**GIVEN REQUEST**
Transcribe only the stretch of lines that opens with the line containing "Category: outstretched arm" and closes with the last line of the listing, skipping pictures.

[START]

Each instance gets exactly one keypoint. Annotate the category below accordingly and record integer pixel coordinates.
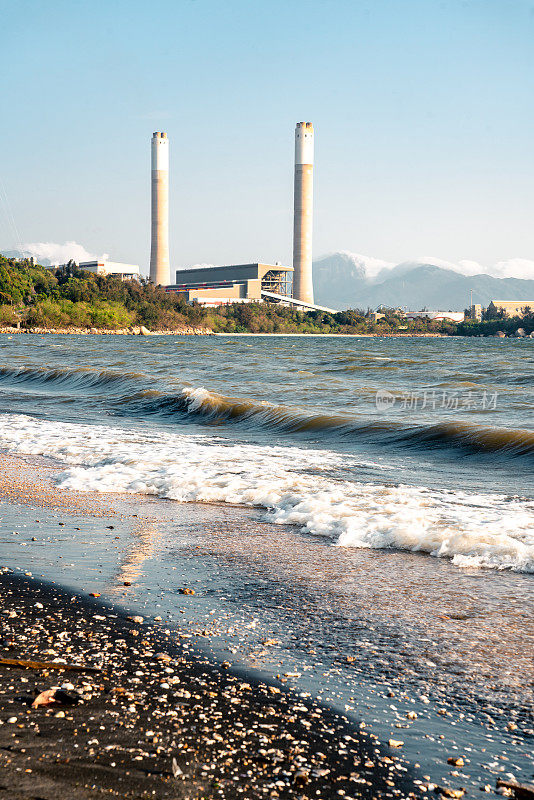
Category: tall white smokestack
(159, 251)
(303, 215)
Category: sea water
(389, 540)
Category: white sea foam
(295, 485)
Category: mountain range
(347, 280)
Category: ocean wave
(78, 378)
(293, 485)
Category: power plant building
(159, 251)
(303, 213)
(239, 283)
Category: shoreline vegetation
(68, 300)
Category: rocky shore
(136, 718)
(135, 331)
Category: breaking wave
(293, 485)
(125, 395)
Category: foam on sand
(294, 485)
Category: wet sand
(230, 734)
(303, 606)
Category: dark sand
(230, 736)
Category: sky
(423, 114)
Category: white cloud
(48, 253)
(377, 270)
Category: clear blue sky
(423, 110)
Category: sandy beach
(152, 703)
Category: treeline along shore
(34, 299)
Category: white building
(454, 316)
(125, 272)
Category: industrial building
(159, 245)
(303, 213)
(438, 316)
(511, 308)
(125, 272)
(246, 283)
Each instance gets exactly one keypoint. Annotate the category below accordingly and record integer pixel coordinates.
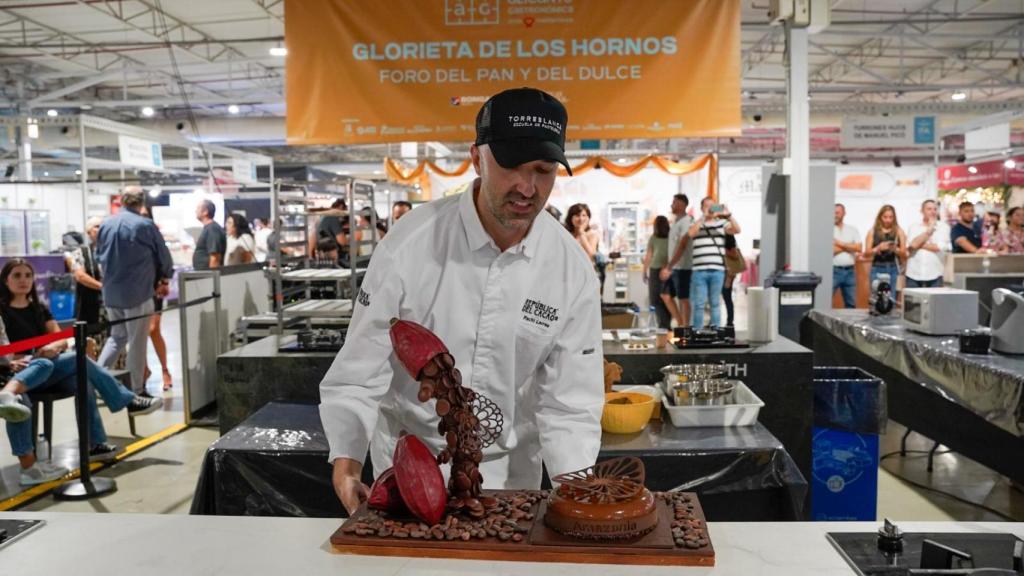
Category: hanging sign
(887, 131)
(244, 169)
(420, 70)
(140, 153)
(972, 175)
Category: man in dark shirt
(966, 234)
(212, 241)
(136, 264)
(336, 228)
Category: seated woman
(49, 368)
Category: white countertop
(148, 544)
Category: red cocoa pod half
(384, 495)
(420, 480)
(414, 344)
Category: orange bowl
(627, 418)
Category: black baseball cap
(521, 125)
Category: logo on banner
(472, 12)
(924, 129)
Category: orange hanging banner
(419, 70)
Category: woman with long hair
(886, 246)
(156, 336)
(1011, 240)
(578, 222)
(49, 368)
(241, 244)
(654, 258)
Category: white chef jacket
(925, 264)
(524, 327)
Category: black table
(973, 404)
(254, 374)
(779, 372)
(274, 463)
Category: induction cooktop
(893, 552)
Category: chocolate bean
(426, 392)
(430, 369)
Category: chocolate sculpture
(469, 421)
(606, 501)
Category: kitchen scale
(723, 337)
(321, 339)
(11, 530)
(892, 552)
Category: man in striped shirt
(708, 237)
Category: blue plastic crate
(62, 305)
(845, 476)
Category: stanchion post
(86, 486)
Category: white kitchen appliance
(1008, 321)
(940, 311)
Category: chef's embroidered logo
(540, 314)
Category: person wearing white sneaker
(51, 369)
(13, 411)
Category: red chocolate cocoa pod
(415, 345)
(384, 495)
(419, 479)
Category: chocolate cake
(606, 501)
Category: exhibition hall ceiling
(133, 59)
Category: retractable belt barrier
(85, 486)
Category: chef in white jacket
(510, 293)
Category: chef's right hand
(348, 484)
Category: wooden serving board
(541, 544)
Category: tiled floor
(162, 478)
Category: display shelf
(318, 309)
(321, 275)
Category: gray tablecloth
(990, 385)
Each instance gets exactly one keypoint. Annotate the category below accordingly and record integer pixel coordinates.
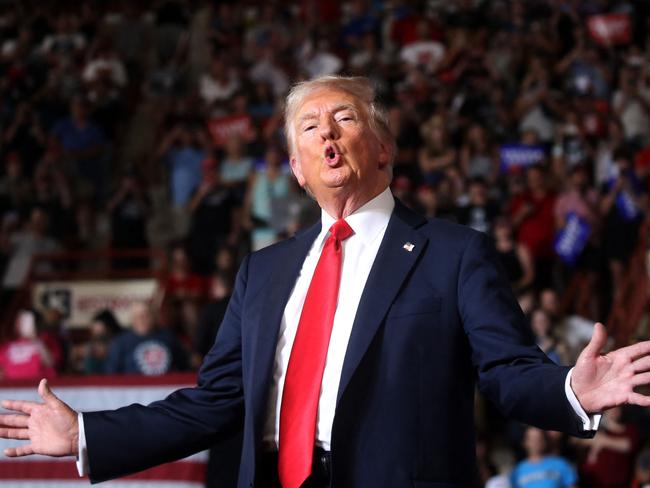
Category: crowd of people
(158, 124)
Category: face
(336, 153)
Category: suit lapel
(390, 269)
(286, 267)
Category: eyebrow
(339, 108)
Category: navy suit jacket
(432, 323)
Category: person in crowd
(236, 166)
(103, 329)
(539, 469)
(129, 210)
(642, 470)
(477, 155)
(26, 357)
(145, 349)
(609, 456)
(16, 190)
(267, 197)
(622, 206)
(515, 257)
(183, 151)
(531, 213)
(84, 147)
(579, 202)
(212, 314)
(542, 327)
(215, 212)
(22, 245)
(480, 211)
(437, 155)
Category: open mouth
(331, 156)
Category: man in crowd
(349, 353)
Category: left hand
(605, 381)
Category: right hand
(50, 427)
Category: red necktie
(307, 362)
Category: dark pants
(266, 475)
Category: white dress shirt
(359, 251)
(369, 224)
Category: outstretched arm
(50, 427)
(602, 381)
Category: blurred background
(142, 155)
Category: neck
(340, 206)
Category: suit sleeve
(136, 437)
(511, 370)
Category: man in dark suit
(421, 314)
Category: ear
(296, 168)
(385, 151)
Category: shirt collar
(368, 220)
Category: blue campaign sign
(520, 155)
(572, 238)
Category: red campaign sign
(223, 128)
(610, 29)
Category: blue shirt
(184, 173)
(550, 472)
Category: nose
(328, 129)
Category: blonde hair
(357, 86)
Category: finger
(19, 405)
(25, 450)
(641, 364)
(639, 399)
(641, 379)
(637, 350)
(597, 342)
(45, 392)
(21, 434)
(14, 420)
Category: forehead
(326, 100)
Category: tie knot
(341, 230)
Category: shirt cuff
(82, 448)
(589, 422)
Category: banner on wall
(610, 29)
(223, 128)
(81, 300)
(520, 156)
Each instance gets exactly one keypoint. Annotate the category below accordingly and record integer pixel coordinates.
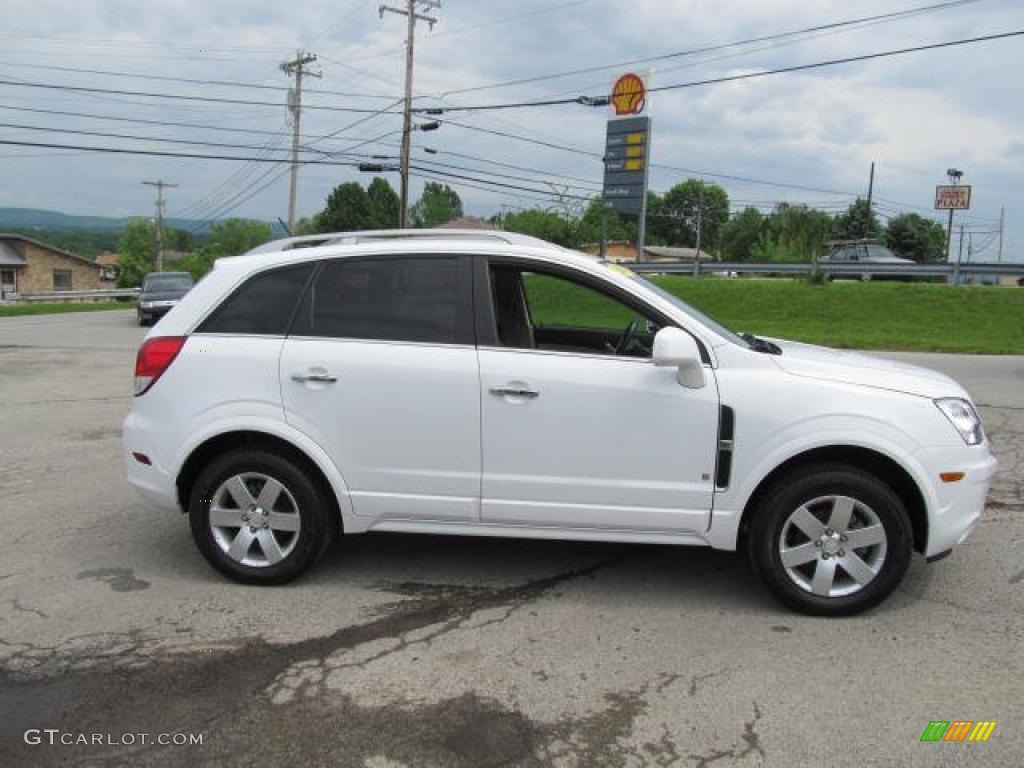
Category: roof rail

[END]

**ANSWER BELOW**
Category: outstretched arm
(50, 427)
(602, 381)
Category: blurred background
(142, 155)
Category: neck
(340, 206)
Category: suit sleeve
(136, 437)
(511, 370)
Category: man in dark suit
(421, 314)
Category: ear
(296, 168)
(385, 151)
Category: shirt collar
(368, 220)
Category: blue campaign sign
(520, 155)
(572, 238)
Category: red campaign sign
(223, 128)
(610, 29)
Category: blue shirt
(184, 173)
(550, 472)
Category: nose
(328, 129)
Category: blonde hair
(357, 86)
Category: finger
(19, 405)
(25, 450)
(641, 364)
(639, 399)
(641, 379)
(637, 350)
(597, 342)
(45, 392)
(21, 434)
(14, 420)
Category: forehead
(326, 100)
Category: tie knot
(341, 230)
Category: shirt cuff
(82, 448)
(589, 422)
Category: banner on wall
(610, 29)
(223, 128)
(81, 300)
(520, 156)
Each instance gets exactly one keypoint. Annotate the category below accordingly and record integer pixel coordinates.
Category: roof rail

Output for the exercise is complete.